- **Acciones a realizar**:
A) Según el fragmento sobre Irán y Occidente, ¿qué dos misiles intercontinentales probó Rusia el 7 de junio de 2012?
B) Copia tal cual la parte del fragmento sobre Irán y Occidente que empieza en "Desde este punto" y termina en "eliminar como sea.".
C) Indica, por favor, si cada afirmación concuerda con el fragmento sobre Irán y Occidente. Responde sí o no y cita las palabras del fragmento que lo deciden. (i) La amenaza nuclear persa es real hasta el día de hoy. (ii) Los misiles rusos sobrevolaron el Medio Oriente desde Armenia hasta Israel. (iii) El conflicto Irán-Occidente se reduce a un juego de fuerzas coyuntural.

- **Segmento del documento**:

Pero esto no conlleva de ninguna manera
una nueva fatalidad desresponsabilizante sino, por el contrario, una
conciencia clara de que ese sistema lleva la humanidad a la desaparición
–destrucción programada y señalada por las guerras que se avecinan en
contra de Siria e Irán, y de esa otra, tal vez suicida, en contra el
bloque euroasiático– lo cual debería servir para invertir la tendencia. O
podría suceder que el hombre no encuentre en sí los recursos de
sabiduría indispensables para concebir un nuevo modelo, contrario al
modelo actual, a la vez sabio y salvaje, por no decir reptiliano, si se
toma en cuenta su oscura afición depredadora y el papel creciente del «dinero negro»
en la economía. Tal vez entonces sea inevitable pasar por la
destrucción mutua asegurada, en los planos económico, financiero o
militar… antes de poder esperar construir otro pensamiento, una visión
diferente del mundo y echar a andar otras matrices económicas y modelos
sociales nuevos.
Así pues, partiendo de la constatación
empírica según la cual el todo siempre es más que la suma de sus partes,
el conflicto Irán-Occidente no se puede reducir a la suma de reproches
formulados contra Persia y contra los persas, ni reducirse a una
confrontación de expansionismos rivales, ni mucho menos a un juego de
fuerzas más o menos coyuntural.
Desde este punto de vista, la posición de
la República Islámica de Irán, en la mirilla de los Estados Mayores
anglo-estadounidenses y de sus aliados de la OTAN, parece poco
envidiable y da mucho que pensar. Sobre todo en la medida en que nada
indica que los dirigentes iraníes tengan la menor intención de modificar
su política de independencia energética basada en la fisión del átomo…
ambición contraria a la dinámica sistémica de largo alcance que
determina las decisiones geoestratégicas de Estados Unidos. Resumiendo:
no es el átomo en sí lo que molesta, el cuento de la amenaza nuclear
persa es pura fábula, por lo menos hasta el día de hoy. Que Irán pueda
utilizar el átomo es lo que le dará al cabo de un tiempo una real
independencia, energética, económica y política. Y es ahí donde radica
el peligro. Irán termina siendo la piedra en el zapato del sistema, una
piedra que hay que eliminar como sea.
Irán es un obstáculo que hay vencer,
barrer o borrar a corto o mediano plazo, a menos que un deus ex machina,
bajo la forma de un acontecimiento totalmente inédito, venga a
modificar el rumbo de las cosas y el reparto actual en la función
global. Rusia puso a prueba, el 7 de junio 2012, dos misiles
intercontinentales con cabezas múltiples, el Bulava y el Topol,
que sobrevolaron el Medio Oriente, desde Armenia hasta Israel. ¿Es
posible que eso haya logrado calmar los ardores de los halcones de
Washington, Riad, Doha, Londres y Tel Aviv? ¡Ojalá!

Entradas guardadas
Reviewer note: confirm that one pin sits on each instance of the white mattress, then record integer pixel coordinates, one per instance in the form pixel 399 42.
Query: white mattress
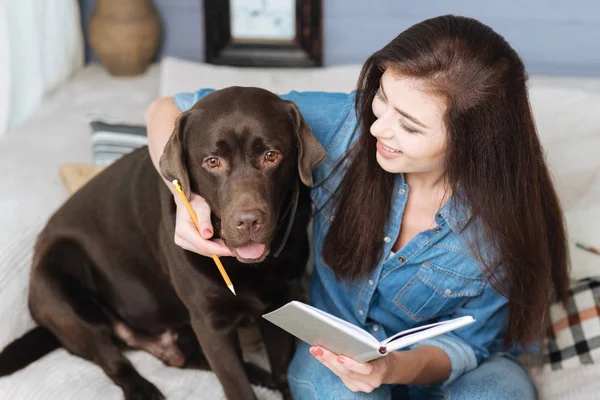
pixel 32 189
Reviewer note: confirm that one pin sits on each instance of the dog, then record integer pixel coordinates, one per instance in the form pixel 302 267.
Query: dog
pixel 107 275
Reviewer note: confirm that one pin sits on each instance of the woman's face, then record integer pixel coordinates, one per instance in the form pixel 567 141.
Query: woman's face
pixel 410 133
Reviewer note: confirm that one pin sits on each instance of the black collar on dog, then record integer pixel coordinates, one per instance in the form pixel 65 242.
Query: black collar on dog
pixel 291 211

- **Respuestas a tareas**:
A) El Bulava y el Topol.

B)
Desde este punto de vista, la posición de
la República Islámica de Irán, en la mirilla de los Estados Mayores
anglo-estadounidenses y de sus aliados de la OTAN, parece poco
envidiable y da mucho que pensar. Sobre todo en la medida en que nada
indica que los dirigentes iraníes tengan la menor intención de modificar
su política de independencia energética basada en la fisión del átomo…
ambición contraria a la dinámica sistémica de largo alcance que
determina las decisiones geoestratégicas de Estados Unidos. Resumiendo:
no es el átomo en sí lo que molesta, el cuento de la amenaza nuclear
persa es pura fábula, por lo menos hasta el día de hoy. Que Irán pueda
utilizar el átomo es lo que le dará al cabo de un tiempo una real
independencia, energética, económica y política. Y es ahí donde radica
el peligro. Irán termina siendo la piedra en el zapato del sistema, una
piedra que hay que eliminar como sea.

C)
(i) No: "el cuento de la amenaza nuclear persa es pura fábula, por lo menos hasta el día de hoy".
(ii) Sí: "que sobrevolaron el Medio Oriente, desde Armenia hasta Israel".
(iii) No: "ni mucho menos a un juego de fuerzas más o menos coyuntural".